>> start Extracted information
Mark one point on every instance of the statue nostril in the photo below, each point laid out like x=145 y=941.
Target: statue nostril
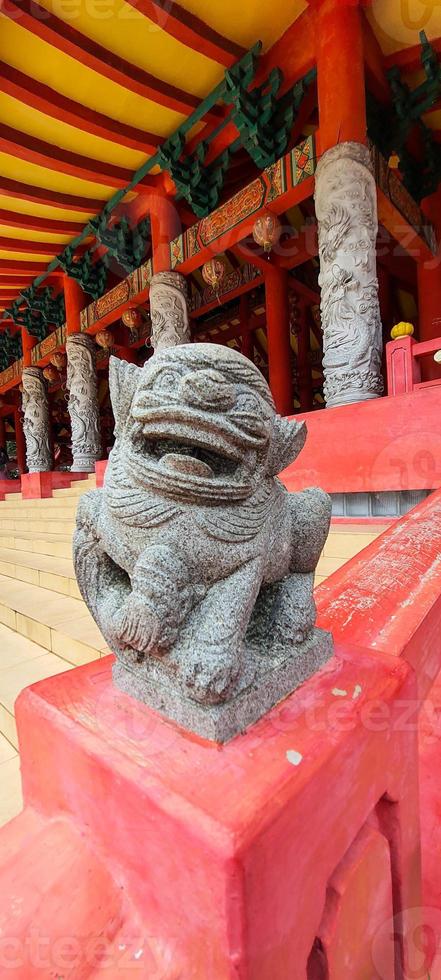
x=208 y=390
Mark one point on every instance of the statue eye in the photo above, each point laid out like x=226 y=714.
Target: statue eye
x=166 y=379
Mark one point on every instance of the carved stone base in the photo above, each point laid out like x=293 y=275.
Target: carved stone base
x=276 y=677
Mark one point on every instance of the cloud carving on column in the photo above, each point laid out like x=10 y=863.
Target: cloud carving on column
x=346 y=209
x=36 y=421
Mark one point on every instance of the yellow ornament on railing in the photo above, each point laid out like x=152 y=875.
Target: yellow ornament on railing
x=402 y=329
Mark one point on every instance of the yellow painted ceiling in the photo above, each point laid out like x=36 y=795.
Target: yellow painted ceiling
x=149 y=45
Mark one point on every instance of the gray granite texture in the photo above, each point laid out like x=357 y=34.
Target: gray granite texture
x=195 y=561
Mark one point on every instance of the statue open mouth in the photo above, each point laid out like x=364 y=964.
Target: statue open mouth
x=184 y=456
x=204 y=463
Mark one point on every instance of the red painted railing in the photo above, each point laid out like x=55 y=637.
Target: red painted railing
x=291 y=853
x=403 y=364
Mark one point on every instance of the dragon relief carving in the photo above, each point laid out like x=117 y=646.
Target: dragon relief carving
x=195 y=561
x=346 y=208
x=83 y=402
x=168 y=310
x=36 y=421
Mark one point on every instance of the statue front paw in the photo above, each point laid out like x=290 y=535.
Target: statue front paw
x=211 y=679
x=136 y=626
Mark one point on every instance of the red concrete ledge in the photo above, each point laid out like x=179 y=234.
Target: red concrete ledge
x=291 y=852
x=9 y=486
x=35 y=486
x=386 y=444
x=388 y=598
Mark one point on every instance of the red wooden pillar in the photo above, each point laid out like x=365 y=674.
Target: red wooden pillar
x=304 y=363
x=340 y=72
x=246 y=335
x=279 y=344
x=429 y=289
x=27 y=343
x=75 y=300
x=20 y=441
x=165 y=226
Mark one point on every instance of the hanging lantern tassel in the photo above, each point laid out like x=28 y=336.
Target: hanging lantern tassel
x=132 y=318
x=59 y=360
x=212 y=273
x=50 y=374
x=402 y=329
x=267 y=231
x=104 y=338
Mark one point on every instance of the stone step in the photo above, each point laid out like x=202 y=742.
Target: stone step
x=37 y=526
x=38 y=517
x=75 y=490
x=49 y=504
x=58 y=623
x=56 y=544
x=53 y=573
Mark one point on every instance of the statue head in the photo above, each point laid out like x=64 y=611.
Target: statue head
x=198 y=423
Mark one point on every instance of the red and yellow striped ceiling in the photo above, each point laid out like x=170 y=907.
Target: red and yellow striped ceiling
x=88 y=88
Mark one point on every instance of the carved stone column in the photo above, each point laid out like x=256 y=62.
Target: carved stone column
x=36 y=421
x=168 y=310
x=346 y=208
x=83 y=402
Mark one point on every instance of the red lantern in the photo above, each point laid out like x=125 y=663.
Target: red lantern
x=213 y=272
x=132 y=318
x=50 y=374
x=104 y=338
x=59 y=360
x=267 y=231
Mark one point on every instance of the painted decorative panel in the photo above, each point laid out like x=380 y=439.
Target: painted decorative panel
x=124 y=291
x=280 y=177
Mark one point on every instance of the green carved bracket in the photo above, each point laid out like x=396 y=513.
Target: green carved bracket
x=264 y=119
x=92 y=276
x=126 y=245
x=50 y=307
x=391 y=128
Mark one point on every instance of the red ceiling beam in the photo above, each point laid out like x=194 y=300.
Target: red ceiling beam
x=190 y=30
x=63 y=36
x=15 y=219
x=38 y=96
x=21 y=266
x=53 y=199
x=43 y=154
x=35 y=248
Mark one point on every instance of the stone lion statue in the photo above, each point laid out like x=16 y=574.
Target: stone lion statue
x=194 y=560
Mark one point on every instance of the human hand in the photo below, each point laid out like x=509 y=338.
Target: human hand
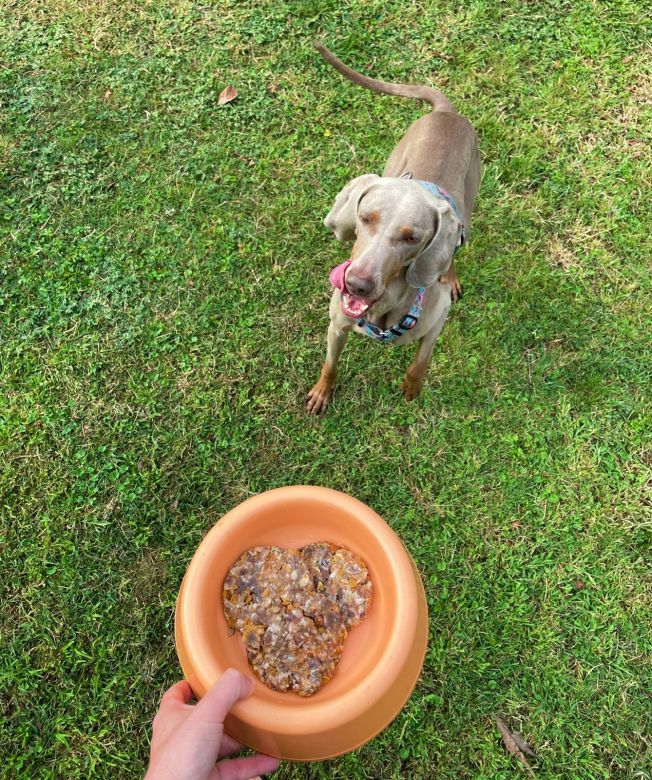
x=188 y=740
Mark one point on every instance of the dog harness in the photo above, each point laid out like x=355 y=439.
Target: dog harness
x=409 y=321
x=440 y=192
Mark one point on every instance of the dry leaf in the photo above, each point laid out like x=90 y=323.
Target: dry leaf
x=512 y=745
x=520 y=741
x=227 y=95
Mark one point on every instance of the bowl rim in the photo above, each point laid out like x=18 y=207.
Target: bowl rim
x=292 y=721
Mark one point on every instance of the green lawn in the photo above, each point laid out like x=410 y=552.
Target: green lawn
x=163 y=310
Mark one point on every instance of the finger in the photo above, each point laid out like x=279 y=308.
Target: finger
x=179 y=693
x=215 y=705
x=246 y=768
x=229 y=746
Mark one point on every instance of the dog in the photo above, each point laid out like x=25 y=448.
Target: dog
x=398 y=285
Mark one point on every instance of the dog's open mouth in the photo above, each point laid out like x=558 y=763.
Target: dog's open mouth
x=353 y=305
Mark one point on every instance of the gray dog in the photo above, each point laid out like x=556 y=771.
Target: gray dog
x=407 y=224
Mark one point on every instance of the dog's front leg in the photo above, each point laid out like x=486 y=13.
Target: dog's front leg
x=321 y=392
x=416 y=373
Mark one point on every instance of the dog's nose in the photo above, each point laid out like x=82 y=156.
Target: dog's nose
x=359 y=285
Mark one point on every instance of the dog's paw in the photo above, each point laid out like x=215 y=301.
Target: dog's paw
x=411 y=387
x=318 y=397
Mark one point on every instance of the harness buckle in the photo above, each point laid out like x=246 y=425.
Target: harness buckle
x=408 y=322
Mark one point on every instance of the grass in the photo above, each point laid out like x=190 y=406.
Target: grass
x=163 y=305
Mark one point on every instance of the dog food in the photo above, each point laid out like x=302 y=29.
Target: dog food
x=294 y=608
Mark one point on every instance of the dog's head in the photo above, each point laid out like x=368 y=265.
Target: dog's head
x=398 y=226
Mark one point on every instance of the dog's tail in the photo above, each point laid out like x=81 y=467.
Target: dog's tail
x=437 y=99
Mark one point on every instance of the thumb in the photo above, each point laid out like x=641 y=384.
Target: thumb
x=231 y=688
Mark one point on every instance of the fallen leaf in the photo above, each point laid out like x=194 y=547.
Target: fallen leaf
x=227 y=95
x=520 y=741
x=512 y=745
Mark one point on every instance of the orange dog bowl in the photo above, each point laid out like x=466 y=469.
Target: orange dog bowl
x=382 y=657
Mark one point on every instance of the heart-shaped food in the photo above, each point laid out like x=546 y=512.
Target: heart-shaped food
x=294 y=608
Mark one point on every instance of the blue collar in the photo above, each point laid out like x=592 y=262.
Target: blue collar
x=440 y=192
x=406 y=323
x=412 y=317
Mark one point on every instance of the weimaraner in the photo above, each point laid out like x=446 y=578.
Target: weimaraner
x=407 y=225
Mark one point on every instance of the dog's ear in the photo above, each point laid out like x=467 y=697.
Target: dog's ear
x=435 y=258
x=342 y=217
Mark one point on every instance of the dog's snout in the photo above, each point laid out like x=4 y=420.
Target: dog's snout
x=359 y=285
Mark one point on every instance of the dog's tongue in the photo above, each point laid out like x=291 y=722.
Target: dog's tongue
x=352 y=305
x=337 y=275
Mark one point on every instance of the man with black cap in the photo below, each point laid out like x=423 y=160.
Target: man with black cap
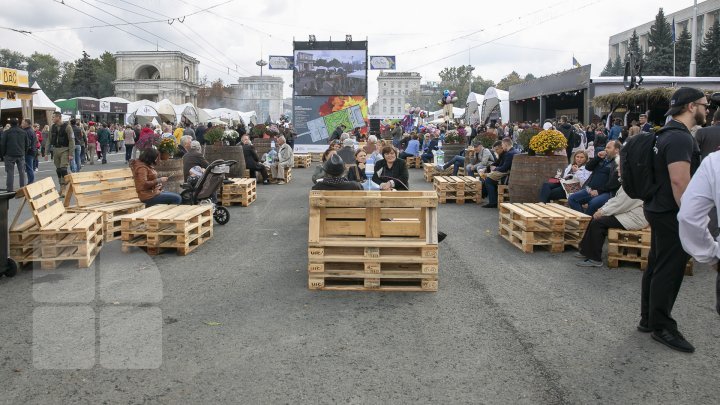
x=677 y=156
x=334 y=180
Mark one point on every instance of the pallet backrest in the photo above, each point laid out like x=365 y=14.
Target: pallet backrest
x=102 y=186
x=44 y=201
x=373 y=214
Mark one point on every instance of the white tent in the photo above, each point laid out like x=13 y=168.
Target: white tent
x=474 y=102
x=496 y=99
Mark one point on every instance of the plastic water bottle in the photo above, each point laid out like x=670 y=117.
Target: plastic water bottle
x=440 y=156
x=272 y=155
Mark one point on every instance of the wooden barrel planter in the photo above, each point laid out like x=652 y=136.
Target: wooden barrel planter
x=528 y=173
x=172 y=169
x=213 y=152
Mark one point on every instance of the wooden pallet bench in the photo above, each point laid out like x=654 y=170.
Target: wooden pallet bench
x=302 y=161
x=532 y=225
x=54 y=235
x=241 y=191
x=373 y=241
x=178 y=227
x=458 y=188
x=109 y=192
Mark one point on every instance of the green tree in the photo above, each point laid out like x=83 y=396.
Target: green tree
x=708 y=59
x=608 y=70
x=682 y=53
x=44 y=69
x=85 y=82
x=510 y=80
x=105 y=68
x=659 y=56
x=12 y=59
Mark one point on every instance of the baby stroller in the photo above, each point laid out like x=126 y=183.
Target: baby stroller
x=204 y=189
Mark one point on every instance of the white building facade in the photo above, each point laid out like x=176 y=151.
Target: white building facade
x=262 y=94
x=393 y=90
x=708 y=13
x=156 y=75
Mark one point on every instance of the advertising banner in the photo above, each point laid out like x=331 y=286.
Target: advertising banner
x=330 y=72
x=317 y=117
x=382 y=63
x=281 y=63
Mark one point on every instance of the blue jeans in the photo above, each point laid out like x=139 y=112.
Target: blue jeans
x=164 y=197
x=30 y=168
x=576 y=200
x=76 y=164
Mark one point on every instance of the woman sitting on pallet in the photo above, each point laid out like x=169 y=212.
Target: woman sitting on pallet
x=147 y=184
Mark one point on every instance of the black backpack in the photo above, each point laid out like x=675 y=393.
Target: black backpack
x=637 y=164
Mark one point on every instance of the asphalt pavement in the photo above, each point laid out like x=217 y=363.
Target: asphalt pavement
x=234 y=322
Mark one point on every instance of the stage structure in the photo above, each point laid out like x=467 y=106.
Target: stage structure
x=330 y=88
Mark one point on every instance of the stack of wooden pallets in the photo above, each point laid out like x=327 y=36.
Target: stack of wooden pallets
x=548 y=225
x=302 y=161
x=53 y=235
x=241 y=191
x=458 y=188
x=179 y=227
x=110 y=192
x=373 y=241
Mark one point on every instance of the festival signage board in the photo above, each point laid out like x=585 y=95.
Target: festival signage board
x=382 y=63
x=281 y=62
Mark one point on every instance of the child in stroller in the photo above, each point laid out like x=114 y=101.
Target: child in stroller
x=203 y=189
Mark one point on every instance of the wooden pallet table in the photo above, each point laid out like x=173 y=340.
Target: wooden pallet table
x=302 y=161
x=532 y=225
x=110 y=192
x=373 y=241
x=178 y=227
x=241 y=191
x=458 y=188
x=430 y=171
x=54 y=235
x=575 y=224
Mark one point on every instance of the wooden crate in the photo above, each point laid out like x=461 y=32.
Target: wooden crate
x=575 y=224
x=458 y=188
x=302 y=161
x=109 y=192
x=241 y=191
x=373 y=241
x=430 y=171
x=179 y=227
x=531 y=225
x=53 y=235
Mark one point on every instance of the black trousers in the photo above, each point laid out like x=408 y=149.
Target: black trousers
x=665 y=271
x=594 y=238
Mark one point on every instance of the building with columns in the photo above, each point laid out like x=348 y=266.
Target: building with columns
x=708 y=12
x=156 y=75
x=393 y=90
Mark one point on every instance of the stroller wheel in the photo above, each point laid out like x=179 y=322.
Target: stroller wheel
x=186 y=196
x=11 y=268
x=221 y=215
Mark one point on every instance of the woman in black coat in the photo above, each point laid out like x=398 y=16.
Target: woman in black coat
x=391 y=172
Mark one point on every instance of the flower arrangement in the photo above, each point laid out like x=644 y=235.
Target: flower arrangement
x=148 y=141
x=214 y=134
x=167 y=145
x=548 y=141
x=231 y=137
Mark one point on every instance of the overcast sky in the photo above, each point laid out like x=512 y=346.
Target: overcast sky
x=538 y=37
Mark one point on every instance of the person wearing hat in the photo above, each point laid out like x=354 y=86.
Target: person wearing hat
x=334 y=169
x=677 y=156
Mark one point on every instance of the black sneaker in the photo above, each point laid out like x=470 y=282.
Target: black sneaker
x=673 y=340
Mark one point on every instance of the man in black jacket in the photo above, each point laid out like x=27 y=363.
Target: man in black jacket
x=13 y=147
x=602 y=184
x=252 y=162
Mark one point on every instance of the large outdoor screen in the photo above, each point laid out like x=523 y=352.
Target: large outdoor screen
x=330 y=72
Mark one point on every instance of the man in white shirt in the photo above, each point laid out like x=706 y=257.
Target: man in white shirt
x=700 y=197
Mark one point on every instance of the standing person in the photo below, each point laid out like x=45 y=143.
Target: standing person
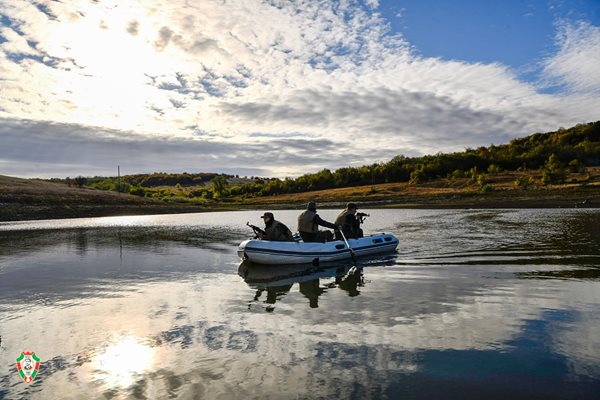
x=275 y=230
x=308 y=225
x=349 y=223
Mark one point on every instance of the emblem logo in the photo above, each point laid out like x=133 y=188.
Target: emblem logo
x=28 y=365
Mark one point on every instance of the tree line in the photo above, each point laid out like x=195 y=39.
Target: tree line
x=554 y=153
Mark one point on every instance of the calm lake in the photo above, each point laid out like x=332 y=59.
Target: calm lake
x=475 y=304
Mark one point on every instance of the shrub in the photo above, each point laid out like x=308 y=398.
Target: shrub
x=553 y=171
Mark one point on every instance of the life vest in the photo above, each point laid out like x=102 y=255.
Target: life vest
x=306 y=222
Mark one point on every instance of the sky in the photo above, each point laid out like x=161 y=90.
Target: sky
x=282 y=88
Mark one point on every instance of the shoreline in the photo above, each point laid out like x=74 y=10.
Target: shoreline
x=16 y=212
x=26 y=200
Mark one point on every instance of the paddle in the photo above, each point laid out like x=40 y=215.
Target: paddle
x=347 y=245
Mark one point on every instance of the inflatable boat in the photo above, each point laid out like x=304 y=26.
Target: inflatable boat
x=267 y=252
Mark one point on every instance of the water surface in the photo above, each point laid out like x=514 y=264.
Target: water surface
x=474 y=304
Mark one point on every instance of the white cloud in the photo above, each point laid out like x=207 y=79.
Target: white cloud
x=234 y=69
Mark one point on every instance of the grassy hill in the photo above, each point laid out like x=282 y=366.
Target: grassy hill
x=39 y=199
x=554 y=169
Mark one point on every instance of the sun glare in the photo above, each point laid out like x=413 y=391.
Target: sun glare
x=119 y=364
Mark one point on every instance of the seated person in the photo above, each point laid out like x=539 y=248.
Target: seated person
x=308 y=225
x=349 y=223
x=275 y=230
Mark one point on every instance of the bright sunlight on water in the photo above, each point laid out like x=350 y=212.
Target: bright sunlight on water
x=490 y=304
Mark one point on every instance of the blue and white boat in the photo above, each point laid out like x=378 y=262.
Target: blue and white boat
x=267 y=252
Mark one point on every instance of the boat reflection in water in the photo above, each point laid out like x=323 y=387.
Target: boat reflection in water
x=276 y=281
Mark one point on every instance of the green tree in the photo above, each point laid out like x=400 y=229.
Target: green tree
x=219 y=185
x=553 y=171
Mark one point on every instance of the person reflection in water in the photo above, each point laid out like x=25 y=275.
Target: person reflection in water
x=274 y=293
x=351 y=281
x=312 y=290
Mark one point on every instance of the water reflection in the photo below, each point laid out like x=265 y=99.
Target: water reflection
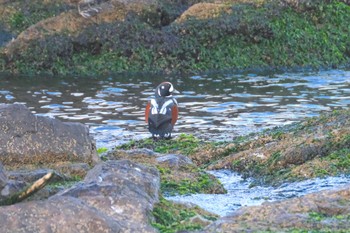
x=216 y=106
x=241 y=194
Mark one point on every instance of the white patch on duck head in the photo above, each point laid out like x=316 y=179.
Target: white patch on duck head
x=171 y=89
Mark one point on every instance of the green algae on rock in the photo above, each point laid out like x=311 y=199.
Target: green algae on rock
x=316 y=147
x=162 y=36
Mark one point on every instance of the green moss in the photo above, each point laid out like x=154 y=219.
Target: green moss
x=170 y=217
x=185 y=144
x=268 y=35
x=26 y=14
x=203 y=183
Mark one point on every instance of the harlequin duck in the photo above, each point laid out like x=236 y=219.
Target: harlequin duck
x=162 y=111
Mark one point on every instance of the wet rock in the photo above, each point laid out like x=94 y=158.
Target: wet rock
x=331 y=209
x=115 y=196
x=174 y=160
x=30 y=139
x=60 y=214
x=122 y=190
x=3 y=177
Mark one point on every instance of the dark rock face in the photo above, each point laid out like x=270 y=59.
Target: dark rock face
x=122 y=190
x=115 y=196
x=62 y=214
x=332 y=207
x=3 y=177
x=27 y=138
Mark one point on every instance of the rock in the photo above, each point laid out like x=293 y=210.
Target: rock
x=123 y=190
x=295 y=213
x=29 y=139
x=115 y=196
x=3 y=177
x=174 y=160
x=61 y=214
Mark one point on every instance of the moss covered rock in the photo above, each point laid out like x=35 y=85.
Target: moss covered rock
x=173 y=36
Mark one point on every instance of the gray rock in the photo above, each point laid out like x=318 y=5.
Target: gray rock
x=123 y=190
x=61 y=214
x=175 y=160
x=116 y=196
x=27 y=138
x=3 y=177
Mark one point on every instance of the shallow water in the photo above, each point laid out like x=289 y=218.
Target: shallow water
x=216 y=106
x=240 y=194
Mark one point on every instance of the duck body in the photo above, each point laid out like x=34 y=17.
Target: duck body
x=162 y=111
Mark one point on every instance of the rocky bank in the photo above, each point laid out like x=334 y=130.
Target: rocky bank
x=124 y=192
x=56 y=37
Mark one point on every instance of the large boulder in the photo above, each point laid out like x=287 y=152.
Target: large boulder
x=3 y=177
x=61 y=214
x=115 y=196
x=317 y=211
x=29 y=139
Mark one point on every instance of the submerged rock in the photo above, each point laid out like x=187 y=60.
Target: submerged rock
x=116 y=196
x=3 y=177
x=29 y=139
x=317 y=211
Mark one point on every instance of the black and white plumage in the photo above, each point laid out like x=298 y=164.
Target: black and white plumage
x=162 y=111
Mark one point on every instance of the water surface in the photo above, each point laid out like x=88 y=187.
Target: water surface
x=216 y=106
x=241 y=194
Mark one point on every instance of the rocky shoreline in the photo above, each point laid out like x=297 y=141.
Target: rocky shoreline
x=55 y=37
x=121 y=191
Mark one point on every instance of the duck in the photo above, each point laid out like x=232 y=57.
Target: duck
x=161 y=112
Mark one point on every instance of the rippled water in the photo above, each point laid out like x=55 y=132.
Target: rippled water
x=215 y=106
x=240 y=194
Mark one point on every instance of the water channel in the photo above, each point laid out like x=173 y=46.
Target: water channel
x=218 y=106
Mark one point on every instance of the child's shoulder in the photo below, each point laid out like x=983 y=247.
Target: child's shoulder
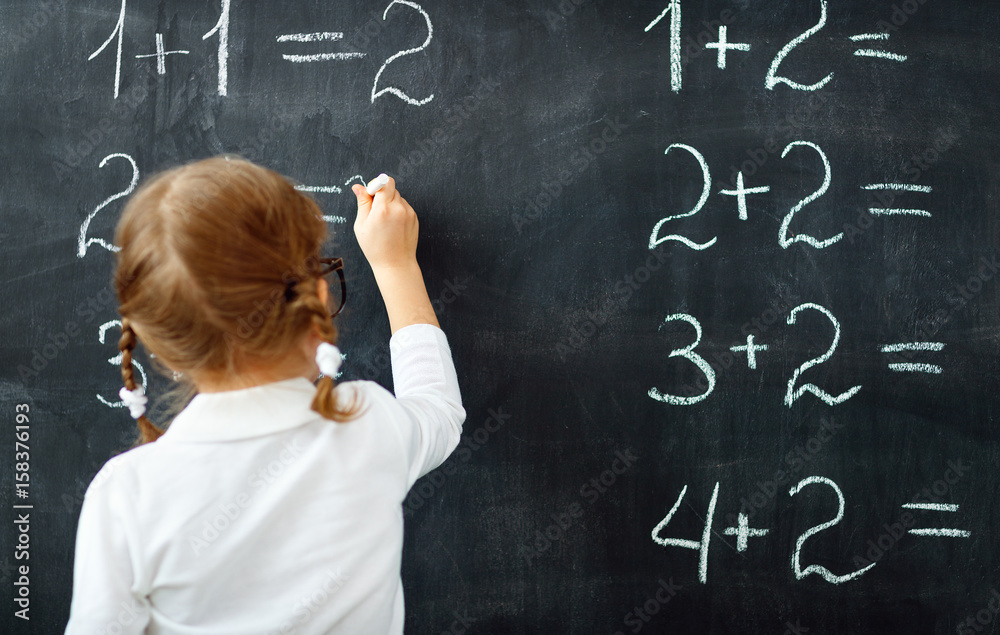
x=120 y=469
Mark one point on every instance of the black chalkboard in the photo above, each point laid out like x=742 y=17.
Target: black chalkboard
x=542 y=142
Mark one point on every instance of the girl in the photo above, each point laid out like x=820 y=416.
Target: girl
x=270 y=504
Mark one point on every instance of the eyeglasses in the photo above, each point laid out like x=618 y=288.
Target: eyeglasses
x=329 y=266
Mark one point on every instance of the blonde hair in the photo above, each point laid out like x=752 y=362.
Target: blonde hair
x=218 y=268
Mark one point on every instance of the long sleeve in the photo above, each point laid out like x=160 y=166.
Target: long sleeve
x=103 y=579
x=426 y=387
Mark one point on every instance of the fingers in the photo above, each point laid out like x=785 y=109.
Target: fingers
x=364 y=202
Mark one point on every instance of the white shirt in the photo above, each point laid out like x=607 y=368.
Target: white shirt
x=253 y=514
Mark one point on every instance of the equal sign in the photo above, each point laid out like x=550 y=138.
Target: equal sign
x=326 y=36
x=945 y=532
x=867 y=37
x=898 y=187
x=933 y=369
x=324 y=189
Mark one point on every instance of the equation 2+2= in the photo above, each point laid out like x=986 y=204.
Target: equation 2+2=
x=885 y=191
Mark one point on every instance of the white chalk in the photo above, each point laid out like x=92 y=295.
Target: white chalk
x=377 y=184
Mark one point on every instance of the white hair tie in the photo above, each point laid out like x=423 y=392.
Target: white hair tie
x=328 y=359
x=135 y=401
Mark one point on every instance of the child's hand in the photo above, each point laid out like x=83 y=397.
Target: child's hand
x=386 y=227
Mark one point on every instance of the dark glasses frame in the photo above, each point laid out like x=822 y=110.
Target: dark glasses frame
x=329 y=266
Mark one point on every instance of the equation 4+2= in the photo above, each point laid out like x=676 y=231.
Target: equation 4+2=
x=743 y=532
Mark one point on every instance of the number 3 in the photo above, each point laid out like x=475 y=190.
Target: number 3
x=687 y=353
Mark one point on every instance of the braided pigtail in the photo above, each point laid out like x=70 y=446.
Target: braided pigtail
x=148 y=432
x=325 y=402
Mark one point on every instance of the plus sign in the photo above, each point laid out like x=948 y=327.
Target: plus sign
x=742 y=531
x=161 y=55
x=724 y=46
x=751 y=350
x=741 y=194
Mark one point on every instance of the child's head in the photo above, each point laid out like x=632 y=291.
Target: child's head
x=219 y=272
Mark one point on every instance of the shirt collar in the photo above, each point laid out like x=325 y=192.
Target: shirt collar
x=248 y=412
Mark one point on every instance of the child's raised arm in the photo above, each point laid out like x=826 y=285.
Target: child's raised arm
x=386 y=228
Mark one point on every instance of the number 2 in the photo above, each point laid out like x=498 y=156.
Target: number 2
x=706 y=188
x=392 y=89
x=815 y=568
x=783 y=238
x=791 y=394
x=773 y=79
x=83 y=241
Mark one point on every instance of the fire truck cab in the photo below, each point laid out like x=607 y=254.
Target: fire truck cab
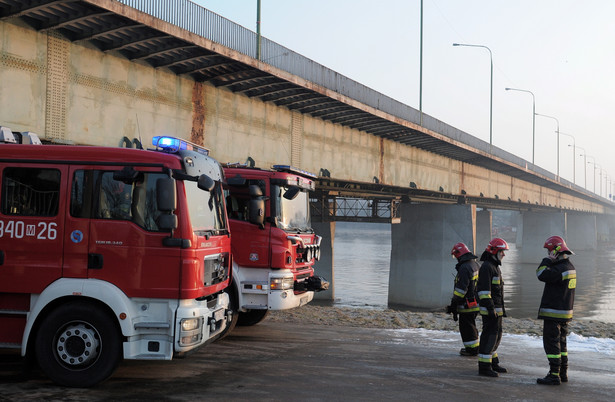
x=274 y=247
x=109 y=254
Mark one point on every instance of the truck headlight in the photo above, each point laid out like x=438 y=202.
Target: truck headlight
x=281 y=283
x=189 y=324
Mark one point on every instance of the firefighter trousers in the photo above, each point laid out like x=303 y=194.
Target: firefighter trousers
x=468 y=331
x=554 y=335
x=490 y=338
>> end Extracted information
(Stated problem): Copy the records word for word from their first line through the line containing "x=276 y=677", including that line. Leave the pictures out.

(Reply):
Mark one point on every instance of the statue nostril in the photo below, each point laid out like x=145 y=941.
Target: statue nostril
x=208 y=390
Mark one point on every instance of the statue eye in the photo above, each point laid out like x=226 y=714.
Target: statue eye
x=166 y=379
Mark one point on every instance of the carved stone base in the photo above, each point laid out like x=293 y=275.
Target: carved stone base
x=276 y=677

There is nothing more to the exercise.